Work instruction:
Please answer from the newsgroup post below: according to the complaint it quotes, who is the author and developer of the BusyBox computer program?

Excerpted text:
============================================================
On 8/12/2010 11:19 AM, Hyman Rosen wrote:
On 8/11/2010 6:16 PM, devil_dude wrote:
If you don't want to participate in a discussion group

I regard paying money in order to rebut cranks as one of the
silliest things I could possibly do, especially since they are
generally easily refuted with free information.

In the case of "tiny text strings", even without the source document
 I'm positive that the cranks are lying as usual. I would guess that
 the "tiny text strings" are used when trying to determine whether
someone is copying and distributing GPLed code, that is, as part of
the initial investigation. Once this determines that infringement is
 likely, the "tiny text strings" don't have to be used to prove
similarity. When the lawsuit goes to the discovery phase, the
defendants can simply be asked whether they are copying and
distributing the program in question.

ROFL. From the complaint:

"20. Mr. Andersen is the author and developer of the BusyBox computer
program, and the owner of copyrights in that computer program. BusyBox
is a single computer program that comprises a set of computing tools and
optimizes them for computers with limited resources, such as cell
phones, PDAs, and other small, specialized electronic devices. BusyBox
is extremely customizable, fast, and flexible, and, on information and
belief, is used in countless products sold by many manufacturers all
over the World."


1) The firmware is manufactured by overseas companies "all over the
world" -- not the defendants. All the defendants have to answer at
deposition is "we don't know for sure". The burden is on plaintiff
Andersen to prove his case by demonstrating "substantial similarity"
to a jury of his peers.

2) "BusyBox is extremely customizable" (think Makefiles), so -- how does
plaintiff Andersen know *which* binary object bytes were written by him
(and not the multitude of *other* code owners in BusyBox) and are
present the firmware?

The question of "substantial similarity" is a matter of fact to be
determined by a jury. The jury I'm sure will hear from defense expert
witnesses with PhDs hanging around their necks.

Hyman, you're naivety at what the defendant's very experienced law firms
may bring to this case is astounding.
============================================================
Information:

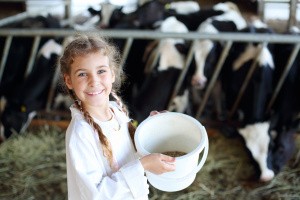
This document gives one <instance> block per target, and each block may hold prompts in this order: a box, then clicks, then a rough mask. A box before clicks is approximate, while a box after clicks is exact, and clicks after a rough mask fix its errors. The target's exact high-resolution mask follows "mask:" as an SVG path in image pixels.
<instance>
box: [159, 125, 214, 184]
mask: <svg viewBox="0 0 300 200" xmlns="http://www.w3.org/2000/svg"><path fill="white" fill-rule="evenodd" d="M201 129H202V131H203V132H205V134H204V135H205V137H204V138H205V141H204V143H205V145H204V152H203V156H202V158H201V161H200V162H199V164H198V165H197V167H195V168H194V169H193V170H192V171H191V172H190V173H189V174H187V175H185V176H184V177H181V178H172V177H163V179H164V180H165V179H168V180H176V181H182V180H184V179H187V178H189V176H193V175H195V174H196V173H198V172H199V171H200V169H201V168H202V167H203V165H204V163H205V161H206V158H207V155H208V147H209V143H208V136H207V133H206V130H205V128H204V127H203V126H202V125H201ZM202 150H203V149H202ZM202 150H201V151H200V152H199V154H200V153H201V152H202ZM158 178H161V177H158Z"/></svg>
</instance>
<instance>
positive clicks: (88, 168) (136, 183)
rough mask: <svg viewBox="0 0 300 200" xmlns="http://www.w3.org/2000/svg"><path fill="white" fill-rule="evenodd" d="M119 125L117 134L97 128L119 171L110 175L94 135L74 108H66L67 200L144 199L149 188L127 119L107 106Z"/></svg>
mask: <svg viewBox="0 0 300 200" xmlns="http://www.w3.org/2000/svg"><path fill="white" fill-rule="evenodd" d="M110 107H111V108H112V110H113V112H114V114H115V117H116V119H117V120H118V122H119V124H120V125H121V129H120V131H118V132H114V131H112V129H111V128H109V127H107V126H105V123H106V122H100V121H97V120H96V119H94V120H95V122H97V123H98V124H100V126H101V129H102V131H103V133H104V134H105V135H106V137H108V139H109V141H110V143H111V147H112V151H113V155H114V161H115V162H116V163H117V164H118V166H119V170H118V171H116V172H114V171H112V169H111V168H110V166H109V163H108V160H107V159H106V157H104V156H103V151H102V147H101V144H100V141H99V138H98V134H97V133H96V132H95V131H94V130H93V128H92V127H91V126H90V125H89V124H88V123H87V122H86V121H85V119H84V117H83V115H82V114H81V113H80V111H79V110H77V109H76V108H75V107H74V106H71V107H70V110H71V114H72V120H71V122H70V124H69V127H68V129H67V132H66V161H67V183H68V199H69V200H77V199H78V200H79V199H80V200H82V199H86V200H106V199H114V200H117V199H120V200H127V199H139V200H140V199H148V194H149V185H148V183H147V178H146V176H145V173H144V168H143V166H142V164H141V162H140V161H139V159H138V156H137V154H136V152H135V149H134V146H133V144H132V141H131V138H130V135H129V132H128V128H127V124H128V122H129V121H130V119H129V118H128V117H127V116H126V115H125V114H124V113H123V112H121V111H120V110H119V108H118V105H117V104H116V102H110Z"/></svg>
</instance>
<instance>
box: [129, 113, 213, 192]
mask: <svg viewBox="0 0 300 200" xmlns="http://www.w3.org/2000/svg"><path fill="white" fill-rule="evenodd" d="M134 141H135V145H136V148H137V152H138V153H139V154H140V155H141V156H145V155H148V154H150V153H163V152H168V151H179V152H185V153H186V154H185V155H183V156H180V157H176V164H175V165H176V170H175V171H173V172H167V173H164V174H161V175H156V174H153V173H150V172H148V171H146V175H147V178H148V181H149V183H150V184H151V185H152V186H153V187H155V188H157V189H159V190H162V191H166V192H175V191H179V190H182V189H185V188H187V187H188V186H189V185H191V184H192V183H193V181H194V180H195V178H196V174H197V172H199V170H200V169H201V168H202V166H203V165H204V162H205V160H206V158H207V154H208V137H207V133H206V130H205V128H204V126H202V125H201V123H200V122H199V121H198V120H196V119H194V118H193V117H191V116H188V115H185V114H182V113H176V112H167V113H161V114H157V115H154V116H151V117H148V118H147V119H145V120H144V121H143V122H142V123H141V124H140V125H139V126H138V128H137V130H136V133H135V138H134ZM203 150H204V152H203V153H202V154H201V155H202V157H201V158H199V157H200V153H201V152H202V151H203Z"/></svg>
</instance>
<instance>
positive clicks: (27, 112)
mask: <svg viewBox="0 0 300 200" xmlns="http://www.w3.org/2000/svg"><path fill="white" fill-rule="evenodd" d="M61 52H62V47H61V45H60V44H59V43H57V42H56V41H55V40H54V39H50V40H48V41H47V42H46V43H45V44H44V45H43V46H42V47H41V48H40V50H39V52H38V55H37V57H36V60H35V63H34V66H33V69H32V71H31V73H30V74H29V75H28V76H27V77H26V79H25V80H24V81H23V84H22V85H18V86H17V87H15V88H14V89H13V91H11V94H10V95H9V96H6V100H7V103H6V105H5V108H4V111H3V113H2V114H1V123H2V126H3V128H4V136H5V138H8V137H10V136H11V134H13V133H23V132H24V131H25V130H26V128H27V127H28V125H29V123H30V122H31V120H32V119H33V117H34V116H35V115H36V111H37V110H39V109H41V108H43V107H45V104H46V101H47V96H48V91H49V87H50V85H51V81H52V78H53V74H54V66H55V65H56V60H57V56H58V55H60V54H61Z"/></svg>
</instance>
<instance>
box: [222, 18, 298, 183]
mask: <svg viewBox="0 0 300 200" xmlns="http://www.w3.org/2000/svg"><path fill="white" fill-rule="evenodd" d="M240 32H247V33H266V34H273V33H274V31H273V30H272V29H270V28H268V27H267V26H266V25H265V24H263V23H257V21H256V23H254V24H253V26H249V27H247V28H245V29H243V30H240ZM258 47H259V45H258V44H256V43H248V44H246V45H245V43H235V44H234V45H233V46H232V49H231V52H230V55H229V58H228V59H227V60H226V62H225V66H224V67H223V68H224V69H225V70H224V71H223V72H222V74H221V75H222V85H223V89H224V93H225V96H226V103H227V106H228V109H230V108H232V106H233V104H234V103H235V101H236V97H237V94H238V92H239V90H240V88H241V85H242V83H243V82H244V80H245V76H246V74H247V73H248V71H249V68H250V66H251V64H252V62H253V61H254V60H255V58H256V55H258V53H259V48H258ZM276 49H277V50H276ZM278 49H280V50H278ZM276 51H279V52H280V53H278V52H276ZM288 53H290V51H287V49H286V48H283V47H282V46H280V47H279V48H278V47H276V45H267V46H262V49H261V52H260V55H258V57H257V66H256V68H255V70H254V72H253V74H252V77H251V79H250V81H249V83H248V86H247V88H246V90H245V92H244V95H243V96H242V98H241V99H240V102H239V104H238V106H237V112H236V113H241V114H240V115H236V116H233V119H231V120H237V121H239V122H240V123H239V125H238V126H236V127H235V128H236V133H238V134H239V135H240V136H242V138H243V140H244V142H245V144H246V147H247V149H248V150H249V152H250V153H251V156H252V158H253V159H254V161H255V162H256V163H257V166H258V168H259V172H260V175H259V180H260V181H263V182H267V181H270V180H272V179H273V178H274V176H275V175H276V173H278V172H279V171H280V170H281V169H282V167H283V166H284V164H285V163H286V162H287V161H288V160H289V158H290V157H291V155H292V152H293V151H294V149H295V145H294V143H293V137H294V136H293V133H294V132H295V131H296V128H295V127H296V126H295V124H297V123H299V122H297V120H295V116H297V114H298V113H299V103H298V102H299V92H298V90H297V89H296V88H298V87H299V86H300V84H299V83H300V82H299V79H298V77H297V76H299V71H297V70H299V69H298V62H297V61H296V62H294V65H295V66H293V67H292V69H291V71H290V73H289V76H288V77H287V80H286V82H285V84H284V85H283V88H282V90H281V92H280V95H279V97H278V99H277V102H276V105H275V106H274V107H273V110H272V112H267V105H268V102H269V101H270V99H271V96H272V94H273V92H274V83H276V82H278V79H277V80H274V78H275V74H276V73H278V74H279V73H281V72H276V71H278V70H279V71H280V70H282V68H283V66H280V65H281V64H280V62H279V61H278V59H282V58H286V57H288V55H287V54H288ZM284 55H286V56H284ZM298 57H299V56H298ZM298 59H299V58H298ZM285 62H286V61H285ZM281 63H282V61H281ZM275 64H276V65H275ZM226 70H229V71H227V72H226ZM297 74H298V75H297ZM296 77H297V78H296ZM297 79H298V80H297Z"/></svg>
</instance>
============================================================
Answer:
Mr. Andersen.